**To be done:**
Reproduce the entries below verbatim, omitting the pictures.

==================================================

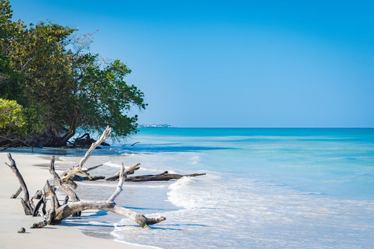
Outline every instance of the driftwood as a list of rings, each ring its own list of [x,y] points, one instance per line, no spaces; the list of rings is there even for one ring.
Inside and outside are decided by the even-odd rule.
[[[6,164],[8,166],[9,166],[9,167],[12,169],[12,171],[16,175],[16,177],[18,178],[18,181],[19,182],[19,185],[21,185],[21,188],[22,189],[22,191],[24,192],[24,199],[21,198],[21,203],[22,204],[22,206],[24,207],[25,214],[33,215],[33,214],[34,213],[34,209],[33,208],[33,205],[30,202],[30,196],[28,194],[28,190],[27,190],[27,187],[25,183],[25,181],[24,181],[24,178],[22,177],[22,175],[21,175],[21,173],[19,173],[19,171],[17,168],[15,161],[12,158],[12,155],[10,154],[10,153],[8,154],[8,158],[10,161],[10,165],[8,165],[6,163]]]
[[[79,164],[78,165],[75,165],[74,167],[71,167],[69,169],[65,170],[62,174],[61,179],[62,179],[63,183],[67,184],[67,185],[70,185],[71,187],[73,187],[74,189],[76,189],[76,185],[75,183],[73,183],[73,184],[75,185],[75,186],[72,185],[73,183],[74,183],[74,182],[71,180],[74,177],[75,175],[76,175],[78,173],[80,173],[80,174],[85,174],[89,178],[90,178],[89,175],[87,174],[87,172],[89,170],[87,169],[83,168],[83,165],[84,164],[84,163],[86,163],[87,159],[89,158],[89,156],[91,156],[91,154],[92,153],[92,151],[93,151],[93,150],[98,146],[99,146],[100,143],[102,143],[107,138],[109,138],[111,132],[112,132],[112,128],[110,128],[109,127],[107,127],[107,128],[105,129],[105,130],[104,130],[104,132],[103,133],[103,134],[100,137],[99,140],[98,140],[95,142],[92,143],[92,145],[91,145],[89,149],[86,152],[86,154],[84,155],[83,158],[82,158],[80,160],[80,161],[79,162]],[[100,166],[95,166],[93,168],[96,168],[97,167],[100,167]],[[93,168],[91,168],[91,169],[93,169]],[[55,178],[53,178],[49,179],[48,181],[49,181],[49,183],[50,183],[50,185],[51,185],[51,187],[55,187],[55,186],[57,185],[57,183],[55,181]],[[48,188],[46,186],[46,185],[44,185],[43,189],[46,192],[46,195],[48,196],[49,195],[49,192],[48,192]],[[33,198],[36,199],[40,199],[42,197],[42,190],[38,190],[35,193],[35,194],[34,194]]]
[[[132,167],[129,167],[128,169],[126,169],[126,175],[130,175],[130,174],[134,174],[135,172],[135,170],[137,170],[137,169],[140,169],[140,167],[139,167],[139,165],[140,165],[140,163],[138,163],[134,164]],[[107,181],[117,181],[117,180],[118,180],[118,178],[120,177],[120,174],[121,174],[121,172],[116,174],[113,176],[107,177],[105,178],[105,180],[107,180]]]
[[[157,175],[145,175],[145,176],[132,176],[127,177],[126,181],[131,182],[143,182],[143,181],[169,181],[171,179],[180,179],[183,176],[204,176],[206,174],[191,174],[186,175],[181,175],[179,174],[169,174],[167,171],[163,173],[157,174]]]
[[[139,168],[139,164],[134,165],[127,169],[125,169],[123,163],[122,164],[121,172],[118,174],[119,181],[116,191],[107,201],[80,201],[76,194],[74,189],[76,188],[77,185],[73,181],[73,178],[78,173],[86,174],[87,178],[93,178],[93,177],[91,177],[89,174],[88,174],[88,172],[97,168],[100,165],[95,166],[89,169],[85,169],[82,167],[83,164],[87,161],[95,147],[109,136],[111,131],[111,128],[107,127],[100,137],[100,139],[92,144],[84,157],[80,161],[80,163],[64,172],[61,174],[61,176],[59,176],[55,170],[55,157],[52,156],[49,172],[53,177],[46,180],[44,187],[39,191],[41,192],[39,199],[41,199],[37,202],[36,205],[34,205],[33,199],[30,199],[28,191],[22,176],[18,171],[15,161],[12,158],[11,154],[8,154],[10,165],[7,165],[15,172],[15,174],[19,181],[21,191],[24,193],[24,198],[21,198],[21,201],[24,206],[25,214],[26,215],[41,216],[44,218],[44,221],[34,223],[31,226],[31,228],[40,228],[47,225],[57,224],[64,219],[72,215],[76,215],[77,214],[79,215],[81,212],[87,210],[98,210],[112,212],[131,219],[142,228],[148,228],[148,225],[155,224],[166,219],[166,218],[163,216],[148,218],[141,214],[118,205],[115,203],[116,199],[123,191],[123,183],[127,178],[127,172],[133,172]],[[58,201],[55,192],[55,187],[58,187],[67,194],[62,205],[61,205]],[[16,194],[19,194],[19,192],[20,192],[17,190]],[[46,202],[48,201],[46,196],[50,196],[49,201],[51,202],[51,205],[48,205],[49,210],[48,211],[46,210]],[[71,199],[72,202],[68,201],[69,198]],[[42,212],[40,212],[39,210],[42,205],[43,205],[43,208],[42,208]]]
[[[16,192],[10,196],[10,199],[17,199],[17,197],[18,197],[18,196],[19,195],[19,194],[21,194],[21,192],[22,187],[19,187],[18,190],[17,190]]]
[[[83,134],[82,136],[74,139],[74,141],[72,143],[72,146],[73,148],[87,148],[88,149],[89,146],[95,142],[96,142],[96,140],[91,138],[89,136],[89,133],[86,133]],[[106,143],[105,142],[101,142],[101,145],[109,146],[109,145]]]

==================================================

**Finished exercise:**
Outline every instance of the driftwood as a list of rings, each ring its own list of [x,y] points, one instance per line, no spaces; the list of rings is there even for one ring.
Inside and outside are decided by the even-odd rule.
[[[6,164],[8,166],[9,166],[9,167],[12,169],[12,171],[16,175],[16,177],[18,178],[18,181],[19,182],[19,185],[21,185],[21,188],[22,189],[22,191],[24,192],[24,199],[21,198],[21,203],[22,204],[22,206],[24,207],[25,214],[33,215],[33,214],[34,213],[34,209],[33,208],[33,205],[30,202],[30,196],[28,194],[28,190],[27,190],[27,187],[25,183],[25,181],[24,181],[24,178],[22,177],[22,175],[21,175],[21,173],[19,173],[19,171],[17,168],[15,161],[12,158],[12,155],[10,154],[10,153],[8,154],[8,158],[10,161],[10,165],[8,165],[6,163]]]
[[[79,164],[78,165],[75,165],[74,167],[71,167],[69,169],[65,170],[62,174],[61,179],[62,179],[63,183],[67,184],[67,185],[70,185],[71,187],[73,187],[74,189],[76,189],[76,185],[75,183],[73,183],[73,184],[75,185],[75,186],[72,185],[73,183],[74,183],[74,182],[71,180],[74,177],[75,175],[76,175],[78,173],[80,173],[80,174],[85,174],[89,178],[90,178],[89,175],[87,174],[87,172],[89,170],[87,169],[83,168],[83,165],[84,164],[84,163],[86,163],[87,159],[89,158],[89,156],[91,156],[91,154],[92,153],[92,151],[93,151],[93,150],[98,146],[99,146],[100,143],[102,143],[107,138],[109,138],[111,132],[112,132],[112,128],[110,128],[109,127],[107,127],[107,128],[105,129],[105,130],[104,130],[104,132],[103,133],[103,134],[100,137],[99,140],[98,140],[95,142],[92,143],[92,145],[91,145],[89,149],[86,152],[86,154],[84,155],[83,158],[82,158],[80,160],[80,161],[79,162]],[[100,166],[95,166],[93,168],[96,168],[97,167],[100,167]],[[93,168],[91,168],[91,169],[93,169]],[[55,178],[53,178],[49,179],[48,181],[49,181],[49,183],[50,183],[50,185],[51,185],[51,187],[55,187],[55,186],[57,185],[57,183],[55,181]],[[48,188],[46,186],[46,185],[44,185],[43,189],[46,192],[46,195],[48,196],[49,195],[49,192],[48,192]],[[33,198],[36,199],[40,199],[42,197],[42,190],[38,190],[35,193],[35,194],[34,194]]]
[[[132,167],[129,167],[128,169],[126,169],[126,175],[130,175],[130,174],[134,174],[135,172],[135,170],[137,170],[137,169],[140,169],[140,167],[139,167],[139,165],[140,165],[140,163],[138,163],[134,164]],[[107,181],[117,181],[117,180],[118,180],[118,178],[120,177],[120,174],[121,174],[121,172],[116,174],[113,176],[107,177],[105,178],[105,180],[107,180]]]
[[[157,175],[145,175],[145,176],[132,176],[127,177],[126,181],[131,182],[143,182],[143,181],[169,181],[171,179],[180,179],[183,176],[204,176],[206,174],[191,174],[186,175],[181,175],[179,174],[169,174],[167,171],[163,173],[157,174]]]
[[[139,168],[139,164],[134,165],[127,169],[125,169],[123,163],[122,164],[121,172],[118,174],[119,181],[116,191],[107,201],[80,201],[76,194],[74,189],[76,188],[77,185],[73,181],[73,178],[78,173],[86,174],[87,178],[93,178],[93,177],[91,177],[89,174],[88,174],[88,172],[97,168],[100,165],[95,166],[89,169],[85,169],[82,167],[83,164],[87,161],[95,147],[109,136],[111,131],[111,128],[107,127],[100,137],[100,139],[92,144],[84,157],[80,161],[80,163],[64,172],[61,174],[61,176],[59,176],[55,170],[55,157],[52,156],[49,172],[53,177],[46,180],[44,187],[39,191],[41,192],[39,199],[41,199],[37,202],[36,205],[34,205],[33,199],[30,199],[28,191],[22,176],[18,171],[15,161],[12,158],[11,154],[8,154],[10,165],[7,165],[15,172],[15,174],[19,181],[21,191],[24,193],[24,198],[21,198],[21,201],[24,206],[25,214],[26,215],[41,216],[44,218],[44,221],[34,223],[31,226],[31,228],[40,228],[47,225],[57,224],[64,219],[72,215],[76,215],[77,214],[79,215],[81,212],[87,210],[98,210],[112,212],[131,219],[142,228],[148,228],[148,225],[155,224],[166,219],[166,218],[163,216],[148,218],[141,214],[118,205],[115,203],[116,199],[123,191],[123,183],[127,178],[127,172],[133,172]],[[58,201],[55,192],[55,187],[58,187],[67,194],[62,205],[61,205]],[[16,194],[19,194],[19,192],[20,192],[17,190]],[[46,202],[48,201],[46,196],[50,196],[49,201],[51,202],[51,205],[48,205],[49,210],[48,211],[46,210]],[[71,199],[72,202],[68,201],[69,198]],[[42,212],[40,212],[39,210],[42,205],[43,205],[43,208],[42,208]]]
[[[16,192],[10,196],[10,199],[17,199],[17,197],[18,197],[18,196],[19,195],[19,194],[21,194],[21,192],[22,187],[19,187],[18,190],[17,190]]]
[[[83,134],[82,136],[74,139],[74,141],[72,143],[72,146],[73,148],[87,148],[88,149],[89,146],[95,142],[96,142],[96,140],[91,138],[89,136],[89,133],[86,133]],[[106,143],[105,142],[101,142],[101,145],[109,146],[109,145]]]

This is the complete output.